IL COMPITO
Rispondi a queste domande sull'articolo riportato più avanti:
(a) Qual è il nome tecnico della campagna condotta a largo di Gela?
(b) Come si chiama la ricercatrice dell'Ismar citata nell'articolo?
(c) Quale spedizione ha monitorato la distribuzione spaziale del plancton tra Sicilia e Mar Ionio?

TESTO DI PARTENZA
Gela, le piattaforme off shore sono potenzialmente pericolose? Parte studio del Cnr
di Redazione
Parte venerdì la nuova campagna di studi condotta dalla nave oceanografica «Gaia Blu» per valutare l’impatto delle piattaforme estrattive e gli eventuali rischi geologici. Si tratta di attività che saranno condotte a largo di Gela sotto l’effigie del Cnr e dell’Istituto di scienze marine. La campagna, nome tecnico «Spin Gela», sarà focalizzata sull’analisi di faglie e corpi sedimentari in prossimità delle piattaforme di estrazione olio e gas a mare, con l’obiettivo di valutarne l’eventuale pericolosità geologica. Le altre attività, condotte da Cnr Ismar, hanno permesso importanti scoperte scientifiche quali la presenza di vulcani sottomarini di fango a largo dello Ionio Meridionale. A poche ore dalla conclusione della campagna oceanografica «Sirene» sono già disponibili alcuni primi, importanti risultati. Utilizzando tecnologie geofisiche all’avanguardia disponibili sulla nave è stato, infatti, identificato un campo di rilievi sottomarini allineati lungo profonde spaccature del fondale dello Ionio meridionale, dove un sistema di faglie sta progressivamente allontanando la Calabria dalla Sicilia, facendo sprofondare lentamente la crosta terrestre al largo dello stretto. Si tratta di diapiri e vulcani di fango che si formano quando materiale profondo risale verso la superficie insieme a fluidi e gas, generando a volte delle vere e proprie eruzioni fluide e viscose».
I ricercatori dovranno adesso approfondire la natura e la provenienza del materiale che risale lungo queste grandi faglie litosferiche, e capire come queste influiscano sulla generazione di terremoti in una delle zone sismicamente più attive in Europa. «Le immagini sonar registrate a bordo di Gaia Blu – afferma Alina Polonia, ricercatrice dell’Ismar – hanno evidenziato con grande dettaglio le morfologie di questi rilievi, che mostrano indicazioni di attività eruttiva e tettonica recente. I dati geofisici acquisiti ci permetteranno di ricostruire la morfologia degli apparati e le proprietà fisiche dei materiali coinvolti, per capire se siano alimentati da fango, materiale vulcanico, non essendo l’area molto lontana dall’Etna, o da risalita diapirica di rocce che si trovano abitualmente nel mantello terrestre a oltre 20 chilometri di profondità. Se così fosse, si tratterebbe degli ultimi lembi di crosta terrestre provenienti dell’oceano più antico della Terra, la Tetide, ancora non coinvolti dal processo di subduzione e orogenesi che ha formato gli Appennini e le Alpi». La nave oceanografica del Cnr ha anche seguito dei prelievi, mediante carotaggi, dalle pareti di questi vulcani di fango. Nei prossimi mesi sarà possibile ricostruire i processi che controllano la risalita di fluidi e materiale profondi, con l’obiettivo ultimo di comprendere le connessioni tra geosfera e biosfera in ambienti marini estremi, in condizioni simili a quelle nella quali si pensa sia emersa la vita sulla Terra. «Sirene» è la quinta campagna condotta dal Cnr nel 2024 dopo le spedizioni «Ecorest», che ha indagato lo stato di salute di coralli e fondali profondi, «Tunsic-Bansic», che ha monitorato la distribuzione spaziale del plancton tra Sicilia e Mar Ionio, «Pela Seam», volta ad analizzare produttività pelagica e biodiversità intorno a due montagne sottomarine nel Mar Tirreno, e «Ifigenia» che nel mese di agosto ha percorso il Tirreno per ricostruire la storia geologica dei suoi fondali. Adesso la sesta campagna, con la nave che salpera verso Gela, per studiare l’impatto delle piattaforme off shore a largo del golfo e l’eventuale rischio geologico a esse connesso.

DATI DA ANALIZZARE
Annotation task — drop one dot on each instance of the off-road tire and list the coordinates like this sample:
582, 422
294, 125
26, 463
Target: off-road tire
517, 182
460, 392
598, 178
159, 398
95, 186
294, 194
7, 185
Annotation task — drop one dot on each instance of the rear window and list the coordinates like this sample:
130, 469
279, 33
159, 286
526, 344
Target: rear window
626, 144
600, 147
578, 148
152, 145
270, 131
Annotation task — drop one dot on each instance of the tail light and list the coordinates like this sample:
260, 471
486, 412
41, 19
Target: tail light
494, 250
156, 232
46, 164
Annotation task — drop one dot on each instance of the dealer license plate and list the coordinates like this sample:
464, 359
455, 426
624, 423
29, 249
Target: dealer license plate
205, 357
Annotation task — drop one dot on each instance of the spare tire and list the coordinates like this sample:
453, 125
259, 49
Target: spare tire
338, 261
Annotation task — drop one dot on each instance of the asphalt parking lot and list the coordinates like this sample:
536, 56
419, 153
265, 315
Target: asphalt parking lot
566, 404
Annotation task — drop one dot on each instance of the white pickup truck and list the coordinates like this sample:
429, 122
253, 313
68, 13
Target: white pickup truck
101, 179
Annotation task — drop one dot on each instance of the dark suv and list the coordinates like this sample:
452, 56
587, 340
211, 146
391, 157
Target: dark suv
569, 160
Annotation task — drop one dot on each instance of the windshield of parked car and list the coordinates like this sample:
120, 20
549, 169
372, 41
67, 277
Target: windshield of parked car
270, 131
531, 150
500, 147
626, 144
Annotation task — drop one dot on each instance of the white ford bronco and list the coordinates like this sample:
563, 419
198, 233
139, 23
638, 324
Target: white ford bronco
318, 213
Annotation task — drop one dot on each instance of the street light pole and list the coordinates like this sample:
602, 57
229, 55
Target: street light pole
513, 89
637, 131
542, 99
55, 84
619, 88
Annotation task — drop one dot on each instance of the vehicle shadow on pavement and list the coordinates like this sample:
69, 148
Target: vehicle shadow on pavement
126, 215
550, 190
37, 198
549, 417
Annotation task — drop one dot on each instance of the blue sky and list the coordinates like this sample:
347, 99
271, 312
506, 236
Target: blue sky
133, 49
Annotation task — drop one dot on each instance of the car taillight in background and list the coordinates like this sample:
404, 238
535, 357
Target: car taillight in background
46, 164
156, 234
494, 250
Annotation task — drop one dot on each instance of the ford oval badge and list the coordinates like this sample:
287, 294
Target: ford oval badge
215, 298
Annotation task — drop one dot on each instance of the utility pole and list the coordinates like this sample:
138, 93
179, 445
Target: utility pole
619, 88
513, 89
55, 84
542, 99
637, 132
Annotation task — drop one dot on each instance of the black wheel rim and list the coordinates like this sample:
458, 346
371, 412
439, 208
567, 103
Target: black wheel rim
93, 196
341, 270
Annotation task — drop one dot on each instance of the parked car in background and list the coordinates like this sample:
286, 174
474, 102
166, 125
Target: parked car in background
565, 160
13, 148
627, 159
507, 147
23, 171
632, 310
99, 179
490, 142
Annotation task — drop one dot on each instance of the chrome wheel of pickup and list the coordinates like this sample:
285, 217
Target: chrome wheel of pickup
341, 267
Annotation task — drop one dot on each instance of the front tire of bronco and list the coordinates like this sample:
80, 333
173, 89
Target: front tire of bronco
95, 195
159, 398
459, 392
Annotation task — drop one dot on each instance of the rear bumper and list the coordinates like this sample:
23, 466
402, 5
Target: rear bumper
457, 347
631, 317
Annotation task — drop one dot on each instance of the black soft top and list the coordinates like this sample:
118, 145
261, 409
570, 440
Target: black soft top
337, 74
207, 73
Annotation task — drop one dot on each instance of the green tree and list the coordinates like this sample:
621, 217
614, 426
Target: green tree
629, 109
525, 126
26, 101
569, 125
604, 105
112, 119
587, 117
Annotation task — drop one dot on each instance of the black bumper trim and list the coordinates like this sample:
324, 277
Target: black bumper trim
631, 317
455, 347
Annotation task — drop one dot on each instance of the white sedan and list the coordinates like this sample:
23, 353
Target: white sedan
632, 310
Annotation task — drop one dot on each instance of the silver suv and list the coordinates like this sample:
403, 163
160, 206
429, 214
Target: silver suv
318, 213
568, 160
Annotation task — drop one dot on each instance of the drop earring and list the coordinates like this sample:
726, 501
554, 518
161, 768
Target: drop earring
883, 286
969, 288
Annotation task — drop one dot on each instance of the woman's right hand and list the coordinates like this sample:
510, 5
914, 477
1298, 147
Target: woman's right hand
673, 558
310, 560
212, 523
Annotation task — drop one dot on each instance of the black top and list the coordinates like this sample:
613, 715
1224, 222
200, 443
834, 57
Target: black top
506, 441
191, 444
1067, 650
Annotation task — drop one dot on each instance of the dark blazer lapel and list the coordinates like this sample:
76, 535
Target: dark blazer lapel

ECCO IL RISULTATO
(a) «Spin Gela».
(b) Alina Polonia.
(c) «Tunsic-Bansic».